- [EXTRACT]:

---*---

Category Archives: Random talk

A chance for us to give our thoughts and opinions on things.

Bug Strike on the Loch Leven Heritage Trail

I was determined that I was getting out on the mountain bike this weekend. I had a couple of new items to test, and I wasn’t going to let lousy weather get in my way!

In the end, I opted for the Loch Leven Heritage Trail. Being reasonably flat, on well maintained paths, it seemed like an obvious choice. Everywhere else would be a boggy quagmire on a day like today.

Besides… It has some nice scenery, a few shelters and hides to escape the rain and some good wildlife interest (I saw otter there just last week!). It’s also recently been completed as a 12.5 mile circuit, which does make it more fun on a bike.

Not today, though! I barely managed 5 miles in total.

It seems the wildlife interest was in the form of flies. They must have been hatching in their thousands. Typically, because the weather was so poor, I didn’t have glasses on, to protect my eyes.

The result? Well… That can be seen below, after a couple of brutal bug assaults on the right eye!


I’ll learn!

Hopefully the swelling will die down in an hour or two… I want to get back out on the bike tomorrow, after all! (With glasses on, this time!)


I’m still alive!

Wow, it’s been months since I posted an update!

The scary thing is that there’s not been much to talk about. I think we can safely say the first 3 months of the year were a bit of a non starter. It didn’t stop raining, and when it did, it was blowing a gale!

---*---

- [A block of data]:
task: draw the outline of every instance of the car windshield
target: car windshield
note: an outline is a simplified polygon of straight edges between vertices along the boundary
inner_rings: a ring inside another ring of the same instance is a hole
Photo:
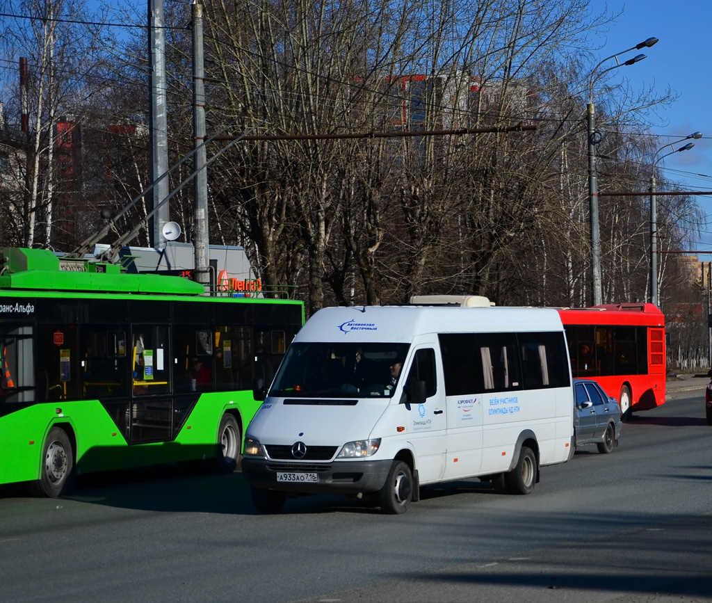
[[[390,397],[409,344],[293,343],[269,395]]]

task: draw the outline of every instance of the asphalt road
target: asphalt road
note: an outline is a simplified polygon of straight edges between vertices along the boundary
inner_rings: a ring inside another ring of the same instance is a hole
[[[403,515],[337,496],[259,515],[239,473],[183,468],[105,475],[58,500],[5,488],[0,601],[712,601],[698,382],[625,424],[612,454],[543,468],[531,495],[461,481]]]

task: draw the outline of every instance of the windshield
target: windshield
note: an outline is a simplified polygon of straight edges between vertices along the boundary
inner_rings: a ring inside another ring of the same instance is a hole
[[[269,395],[390,397],[409,347],[407,343],[293,343]]]

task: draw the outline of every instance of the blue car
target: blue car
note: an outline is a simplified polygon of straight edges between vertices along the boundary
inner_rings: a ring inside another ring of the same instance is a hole
[[[595,381],[574,379],[574,437],[569,458],[577,446],[595,444],[607,454],[618,446],[621,434],[621,409]]]

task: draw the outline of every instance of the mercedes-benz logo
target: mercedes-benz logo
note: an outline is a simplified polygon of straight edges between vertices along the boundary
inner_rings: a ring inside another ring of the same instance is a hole
[[[307,446],[304,442],[295,442],[292,446],[292,456],[295,458],[303,458],[307,456]]]

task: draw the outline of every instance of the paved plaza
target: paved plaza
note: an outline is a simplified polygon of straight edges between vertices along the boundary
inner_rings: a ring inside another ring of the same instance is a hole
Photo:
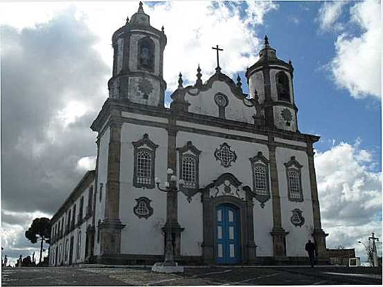
[[[1,286],[381,285],[382,268],[303,266],[187,268],[157,274],[149,268],[6,268]]]

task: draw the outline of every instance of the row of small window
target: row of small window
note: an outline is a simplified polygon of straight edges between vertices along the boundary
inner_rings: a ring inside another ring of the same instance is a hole
[[[72,241],[73,240],[73,239],[72,238],[71,241]],[[81,257],[81,230],[79,230],[77,234],[77,244],[75,250],[75,259],[80,259]],[[51,250],[51,265],[64,265],[64,262],[68,261],[69,249],[69,239],[66,239],[66,240],[65,241],[64,250],[62,249],[62,243],[60,243],[60,245],[57,246],[55,248],[53,248],[52,250]],[[72,254],[69,254],[69,256],[71,255]],[[71,261],[72,260],[69,259],[69,262],[71,263]]]
[[[87,207],[87,214],[89,215],[91,213],[92,211],[92,200],[93,200],[93,186],[89,187],[89,194],[88,194],[88,206]],[[80,208],[78,210],[78,214],[77,214],[78,219],[77,222],[80,223],[82,221],[84,218],[84,196],[81,196],[80,200]],[[73,210],[73,214],[71,214]],[[52,228],[52,234],[51,239],[52,242],[55,242],[57,239],[62,237],[65,230],[71,230],[74,228],[75,222],[75,214],[76,214],[76,205],[74,204],[73,210],[69,210],[66,213],[66,225],[64,225],[64,218],[62,216],[61,221],[59,221],[57,223],[53,225]]]
[[[147,140],[150,140],[146,137]],[[155,145],[151,142],[151,146]],[[149,145],[149,146],[150,146]],[[148,146],[148,145],[147,145]],[[197,189],[198,186],[198,156],[199,151],[188,142],[186,147],[179,149],[180,160],[180,179],[184,181],[184,188]],[[195,152],[195,151],[197,151]],[[195,152],[193,154],[193,152]],[[133,185],[136,187],[154,188],[154,171],[155,148],[139,147],[135,145],[134,170]],[[224,142],[220,149],[216,151],[215,156],[220,160],[222,165],[228,167],[236,159],[234,151]],[[253,169],[253,191],[258,195],[269,195],[269,168],[268,160],[262,156],[262,153],[250,158]],[[289,163],[285,164],[288,186],[288,198],[292,201],[303,200],[301,169],[302,166],[292,157]]]

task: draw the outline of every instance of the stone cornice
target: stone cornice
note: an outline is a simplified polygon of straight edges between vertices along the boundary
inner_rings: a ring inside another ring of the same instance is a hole
[[[91,129],[94,131],[100,132],[101,128],[108,120],[121,120],[119,115],[121,111],[136,113],[154,117],[169,118],[175,117],[177,120],[193,122],[210,127],[221,127],[223,129],[253,133],[254,135],[273,136],[285,140],[296,140],[312,144],[319,140],[320,136],[307,133],[294,133],[281,129],[258,129],[254,124],[243,122],[237,122],[230,120],[222,120],[215,117],[199,115],[194,113],[170,111],[166,108],[150,107],[140,104],[134,104],[127,101],[116,100],[108,98],[98,115],[92,123]],[[109,118],[109,115],[114,115]],[[116,116],[114,116],[116,115]]]
[[[53,215],[51,219],[51,224],[53,225],[56,221],[61,217],[65,211],[81,195],[82,192],[94,180],[94,170],[87,172],[85,175],[81,178],[80,182],[73,189],[69,196],[65,200],[62,205],[59,208],[58,211]]]

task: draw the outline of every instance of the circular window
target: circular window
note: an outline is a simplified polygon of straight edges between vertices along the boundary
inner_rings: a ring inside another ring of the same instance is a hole
[[[217,94],[214,96],[214,101],[219,107],[226,107],[229,104],[227,97],[222,94]]]

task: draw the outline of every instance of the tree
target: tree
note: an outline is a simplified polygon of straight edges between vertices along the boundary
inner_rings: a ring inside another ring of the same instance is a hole
[[[39,259],[39,262],[41,262],[43,243],[45,241],[45,242],[48,243],[51,237],[51,222],[49,219],[46,217],[35,219],[30,227],[25,232],[25,237],[33,243],[37,243],[39,239],[41,240]]]

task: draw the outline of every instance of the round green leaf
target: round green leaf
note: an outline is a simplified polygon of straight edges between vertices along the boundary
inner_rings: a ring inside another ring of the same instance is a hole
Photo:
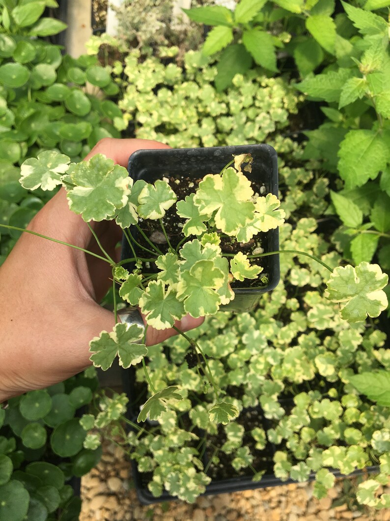
[[[38,64],[33,69],[31,78],[41,85],[46,86],[56,81],[57,73],[53,65],[47,64]]]
[[[12,57],[20,64],[30,63],[35,57],[35,47],[30,42],[19,42],[14,51]]]
[[[46,94],[53,101],[63,101],[70,92],[70,89],[62,83],[54,83],[46,90]]]
[[[57,510],[60,506],[61,498],[58,491],[51,485],[44,485],[40,487],[36,491],[35,497],[42,501],[47,508],[49,513]]]
[[[5,454],[0,454],[0,485],[4,485],[9,481],[13,470],[11,460]]]
[[[55,394],[52,397],[51,401],[51,409],[43,419],[45,423],[49,427],[57,427],[74,417],[75,409],[71,405],[68,394]]]
[[[86,76],[83,70],[78,67],[72,67],[67,73],[70,81],[77,85],[84,85],[85,83]]]
[[[101,456],[101,448],[95,451],[84,449],[78,454],[73,461],[72,472],[77,477],[87,474],[99,463]]]
[[[44,427],[33,422],[26,425],[22,431],[22,442],[29,449],[40,449],[46,443],[47,436]]]
[[[9,226],[24,229],[27,228],[27,225],[36,213],[36,210],[33,208],[19,208],[9,218]],[[15,239],[18,239],[20,237],[22,233],[17,230],[9,230],[9,234]],[[40,417],[42,417],[42,416]],[[28,419],[36,419],[35,418]]]
[[[0,521],[23,521],[29,508],[30,495],[19,481],[0,487]]]
[[[100,104],[100,109],[105,116],[113,119],[114,118],[121,118],[122,112],[118,106],[113,102],[106,100]]]
[[[21,155],[20,145],[18,143],[10,139],[0,141],[0,159],[6,159],[10,163],[17,163]]]
[[[63,140],[60,143],[60,148],[63,154],[70,157],[73,157],[80,154],[83,148],[83,145],[80,141],[68,141]]]
[[[19,403],[19,410],[28,420],[43,418],[51,408],[51,399],[47,391],[30,391],[24,394]]]
[[[30,463],[26,467],[26,472],[37,476],[43,485],[51,485],[60,490],[65,483],[65,476],[62,471],[51,463],[37,461]]]
[[[111,75],[109,71],[98,65],[88,67],[86,75],[89,83],[98,87],[105,87],[111,81]]]
[[[73,90],[65,100],[65,105],[77,116],[85,116],[90,110],[90,102],[81,91]]]
[[[7,34],[0,34],[0,57],[9,58],[15,50],[16,43]]]
[[[69,395],[71,405],[75,408],[86,405],[92,400],[92,391],[89,387],[75,387]]]
[[[74,418],[56,427],[50,438],[51,448],[61,457],[74,456],[83,448],[86,436],[79,420]]]
[[[27,83],[29,78],[30,71],[24,65],[9,63],[0,67],[0,82],[7,87],[21,87]]]
[[[48,513],[42,501],[36,498],[30,498],[27,517],[23,521],[46,521]]]

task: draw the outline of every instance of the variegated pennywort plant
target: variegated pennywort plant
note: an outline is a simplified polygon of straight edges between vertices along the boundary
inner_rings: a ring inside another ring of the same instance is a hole
[[[262,273],[262,267],[254,264],[254,259],[263,256],[263,253],[247,255],[239,252],[229,256],[223,253],[220,246],[221,238],[226,236],[235,238],[238,242],[248,242],[254,237],[256,241],[259,232],[275,229],[284,222],[284,212],[280,208],[276,196],[255,193],[245,177],[245,172],[251,171],[252,161],[250,154],[233,156],[220,173],[205,176],[194,193],[179,201],[166,181],[159,180],[151,184],[139,180],[133,184],[125,168],[101,154],[71,164],[63,154],[45,151],[37,158],[23,164],[20,181],[29,190],[38,187],[52,190],[62,185],[70,209],[87,222],[115,220],[123,229],[134,256],[115,263],[102,249],[101,258],[111,265],[114,286],[119,286],[123,300],[139,305],[148,325],[164,329],[174,327],[175,320],[187,313],[196,317],[215,314],[221,305],[234,298],[230,287],[233,280],[255,279]],[[175,204],[178,220],[182,222],[183,239],[173,247],[163,218]],[[140,219],[159,221],[168,245],[167,253],[163,254],[158,245],[145,235],[139,224]],[[140,245],[132,234],[131,226],[147,242],[147,246],[142,250],[145,257],[136,252],[136,246]],[[91,230],[95,235],[92,228]],[[259,243],[256,246],[255,251],[262,252]],[[135,265],[132,272],[123,266],[128,263]],[[149,265],[147,263],[154,264],[159,271],[147,274],[150,270],[145,269]],[[356,268],[338,267],[327,282],[326,296],[340,303],[342,318],[360,321],[367,315],[378,316],[386,308],[387,300],[382,289],[386,283],[387,276],[376,265],[361,263]],[[116,304],[115,307],[116,314]],[[144,358],[148,350],[142,343],[143,336],[137,326],[127,328],[118,323],[113,331],[102,331],[91,341],[90,359],[103,369],[111,366],[116,356],[125,368],[142,362],[146,373]],[[222,401],[200,346],[188,340],[197,355],[203,357],[215,392],[216,402],[209,412],[210,419],[227,424],[238,415],[238,410]],[[148,381],[153,394],[145,404],[140,420],[148,416],[150,419],[158,419],[170,402],[183,398],[176,386],[157,392]]]

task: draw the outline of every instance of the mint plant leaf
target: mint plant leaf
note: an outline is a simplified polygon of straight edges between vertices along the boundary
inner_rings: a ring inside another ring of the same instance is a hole
[[[89,359],[96,367],[106,371],[118,354],[119,365],[127,369],[140,362],[148,352],[145,345],[138,343],[143,336],[142,328],[137,324],[129,327],[125,324],[115,324],[110,333],[103,331],[89,342],[89,351],[93,353]]]
[[[161,280],[149,282],[146,291],[139,300],[142,313],[146,315],[148,324],[156,329],[172,327],[175,320],[179,320],[186,314],[183,302],[178,296]]]
[[[214,27],[207,34],[203,44],[203,54],[206,56],[211,56],[224,49],[232,41],[233,31],[231,27],[226,26]]]
[[[343,87],[339,102],[339,108],[361,100],[367,90],[367,83],[362,78],[350,78]]]
[[[62,182],[62,175],[69,168],[70,159],[63,154],[45,150],[36,159],[26,159],[20,167],[20,184],[28,190],[41,188],[53,190]]]
[[[171,386],[150,396],[144,404],[137,421],[146,421],[148,416],[150,420],[158,420],[170,403],[183,400],[181,395],[176,392],[178,389],[176,386]]]
[[[331,54],[334,54],[336,24],[333,18],[326,15],[309,16],[306,18],[306,26],[321,47]]]
[[[354,375],[349,381],[361,394],[379,405],[390,407],[390,373],[375,371]]]
[[[68,192],[69,207],[86,222],[112,217],[127,202],[127,170],[102,154],[75,165],[70,177],[76,186]]]
[[[229,235],[234,235],[253,218],[254,205],[250,181],[241,172],[228,168],[222,176],[208,174],[199,183],[194,203],[201,214],[216,211],[215,224]]]
[[[217,402],[209,411],[209,417],[210,421],[226,425],[231,420],[237,418],[239,414],[237,407],[232,404],[227,402]]]
[[[330,191],[330,196],[337,215],[346,226],[357,228],[363,222],[363,212],[353,201],[336,192]]]
[[[255,264],[251,266],[246,255],[239,252],[230,260],[230,271],[235,279],[243,281],[244,279],[256,279],[263,268]]]
[[[154,186],[147,184],[142,188],[138,196],[137,211],[143,219],[161,219],[176,200],[175,192],[169,184],[158,179]]]
[[[144,293],[144,290],[140,287],[141,281],[141,275],[131,274],[119,288],[120,296],[132,306],[138,305]]]
[[[274,42],[271,34],[259,29],[248,29],[242,33],[242,43],[256,63],[275,72],[278,68]]]
[[[388,148],[384,138],[374,130],[350,130],[342,142],[338,155],[339,170],[347,188],[361,187],[374,179],[386,167]]]
[[[183,233],[188,237],[190,235],[200,235],[206,231],[204,222],[208,221],[211,215],[201,214],[198,206],[194,204],[195,194],[186,195],[184,201],[178,201],[176,210],[179,217],[187,219],[183,228]]]
[[[278,209],[280,201],[274,194],[267,194],[259,197],[255,204],[256,213],[255,226],[260,231],[274,230],[284,222],[284,210]]]
[[[352,266],[335,268],[327,282],[325,296],[341,304],[340,315],[349,322],[364,320],[367,317],[378,317],[387,307],[387,299],[382,288],[388,277],[378,264],[362,262]]]
[[[248,23],[256,16],[267,0],[241,0],[235,10],[236,23]]]
[[[184,301],[184,308],[198,318],[215,314],[220,296],[216,292],[224,283],[224,274],[211,260],[198,260],[189,271],[181,274],[177,285],[177,298]]]

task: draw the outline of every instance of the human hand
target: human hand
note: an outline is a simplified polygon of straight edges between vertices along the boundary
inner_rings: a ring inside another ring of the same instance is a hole
[[[106,138],[86,156],[103,154],[122,166],[136,150],[168,148],[157,141]],[[94,223],[105,250],[115,258],[122,231],[113,221]],[[28,229],[101,254],[90,230],[69,208],[61,189],[36,214]],[[27,391],[62,381],[91,365],[89,341],[111,331],[113,313],[98,302],[112,284],[111,268],[83,252],[23,233],[0,267],[0,402]],[[188,315],[176,327],[186,331],[203,321]],[[147,331],[148,345],[176,334]]]

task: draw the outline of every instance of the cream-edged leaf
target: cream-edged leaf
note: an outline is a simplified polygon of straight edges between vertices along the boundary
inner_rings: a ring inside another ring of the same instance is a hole
[[[111,217],[127,202],[127,170],[102,154],[76,165],[71,178],[75,186],[68,192],[69,207],[87,222]]]
[[[166,181],[158,179],[154,185],[146,184],[138,199],[139,216],[156,220],[165,215],[165,211],[176,202],[176,196]]]
[[[327,282],[325,296],[340,303],[340,315],[349,322],[364,320],[367,315],[378,317],[387,307],[383,288],[388,279],[378,264],[362,262],[356,268],[339,266]]]
[[[172,327],[175,320],[180,320],[186,314],[183,303],[174,291],[165,290],[162,280],[152,280],[139,300],[142,313],[146,315],[148,324],[155,329]]]
[[[53,190],[62,183],[62,174],[69,168],[70,159],[55,151],[45,150],[36,159],[26,159],[20,167],[20,184],[23,188]]]
[[[256,279],[263,268],[256,264],[251,266],[246,255],[239,252],[230,260],[230,271],[235,279],[242,281],[244,279]]]

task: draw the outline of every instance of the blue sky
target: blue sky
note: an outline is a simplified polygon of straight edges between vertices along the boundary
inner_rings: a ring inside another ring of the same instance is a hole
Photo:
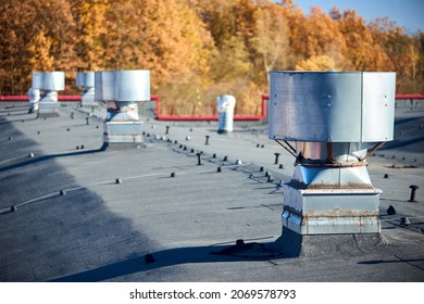
[[[311,7],[321,7],[328,13],[335,5],[340,12],[347,9],[357,11],[369,23],[377,17],[388,17],[407,34],[424,31],[424,0],[294,0],[303,13],[309,14]]]

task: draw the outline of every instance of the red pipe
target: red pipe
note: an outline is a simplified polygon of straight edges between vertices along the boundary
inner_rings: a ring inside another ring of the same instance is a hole
[[[269,100],[267,94],[262,96],[262,114],[261,115],[241,115],[236,114],[234,115],[234,121],[262,121],[266,117],[266,101]],[[153,99],[151,97],[151,100],[154,100],[155,109],[157,109],[157,118],[158,121],[219,121],[219,115],[205,115],[205,116],[195,116],[195,115],[186,115],[186,116],[175,116],[175,115],[162,115],[161,107],[160,107],[160,98],[157,97],[157,99]]]
[[[28,96],[1,96],[1,101],[29,101]],[[80,96],[58,96],[59,101],[80,101]]]

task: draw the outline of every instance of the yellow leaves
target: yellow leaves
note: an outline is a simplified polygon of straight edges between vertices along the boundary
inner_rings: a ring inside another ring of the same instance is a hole
[[[312,56],[296,64],[296,71],[328,71],[337,69],[333,59],[326,55]],[[339,71],[339,69],[338,69]]]

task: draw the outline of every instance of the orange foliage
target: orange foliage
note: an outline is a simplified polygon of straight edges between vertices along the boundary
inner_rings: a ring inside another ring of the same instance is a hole
[[[0,94],[25,93],[33,71],[65,71],[73,93],[76,71],[119,68],[150,69],[169,102],[233,93],[245,111],[272,69],[395,71],[399,91],[424,92],[423,33],[294,0],[8,0],[0,34]]]

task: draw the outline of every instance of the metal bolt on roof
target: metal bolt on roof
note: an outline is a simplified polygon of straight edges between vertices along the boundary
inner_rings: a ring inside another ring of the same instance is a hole
[[[411,197],[408,200],[408,202],[416,202],[415,200],[416,190],[420,189],[420,187],[416,185],[411,185],[409,188],[411,189]]]
[[[197,165],[198,165],[198,166],[202,165],[202,160],[201,160],[202,153],[199,152],[199,153],[197,153],[196,155],[197,155]]]
[[[274,153],[274,155],[275,155],[275,165],[277,165],[278,164],[278,157],[279,157],[279,155],[280,155],[280,153]]]
[[[388,215],[395,215],[396,214],[396,210],[392,205],[389,205],[389,207],[387,208],[387,214]]]
[[[411,220],[409,219],[408,216],[404,216],[404,217],[400,218],[400,225],[401,226],[409,226],[409,225],[411,225]]]
[[[148,253],[145,255],[145,263],[146,264],[151,264],[151,263],[154,263],[154,257],[152,254]]]

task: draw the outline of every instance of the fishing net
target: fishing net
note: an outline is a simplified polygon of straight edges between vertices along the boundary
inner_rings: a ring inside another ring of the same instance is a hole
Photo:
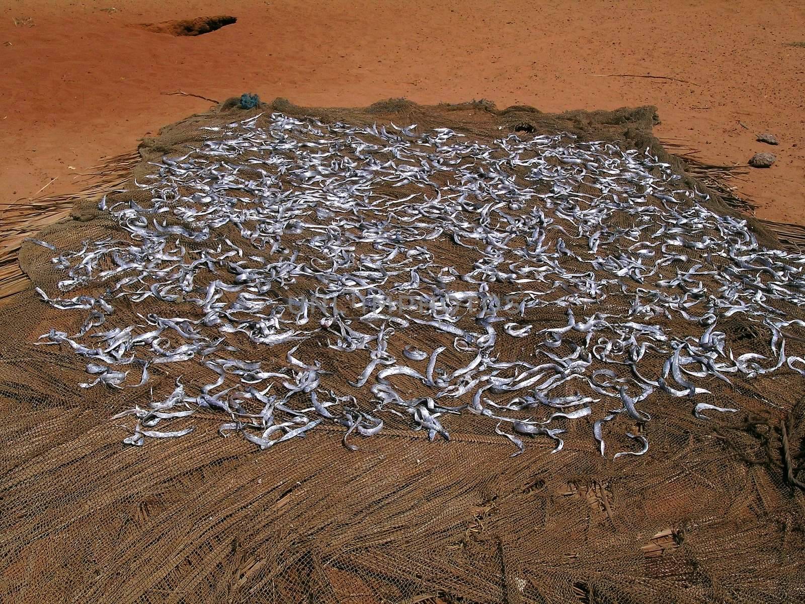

---*---

- [STATED TASK]: Write the next part of the mountain-biking blog above, picking up right after its last sentence.

- [RESULT]:
Things have started to pick up a bit now, though. As I mentioned before the turn of the year, I’ve now got a mountain bike, and I’ve found that cycling is the first exercise that hasn’t (touch wood!) Caused me any injuries or problems. Admittedly, most of my cycling so far has been on tarmac, but now that the weather is improving and the days are a reasonable length, I’m hoping to get off-road a bit more.

I’m still planning to get a few hikes in this year, too. It would be nice to bag a few Munro’s along the way – and if I can find ones that benefit from a cycle in/out, even better!

I’ll try and keep the blog updated now… I’ve actually got a good few bits of gear I’ve been using recently, which could do with a review here… The plan for the multisport gear has worked out quite well.

And finally, just a quick note to wish everyone on the TGO challenge good luck!

Looking towards next year

I’m feeling rather sorry for myself just now.

Since about 3am on Saturday morning, I’ve been feeling decidedly unwell. Nothing I eat is staying down… It’s coming out one hole or the other pretty sharpish!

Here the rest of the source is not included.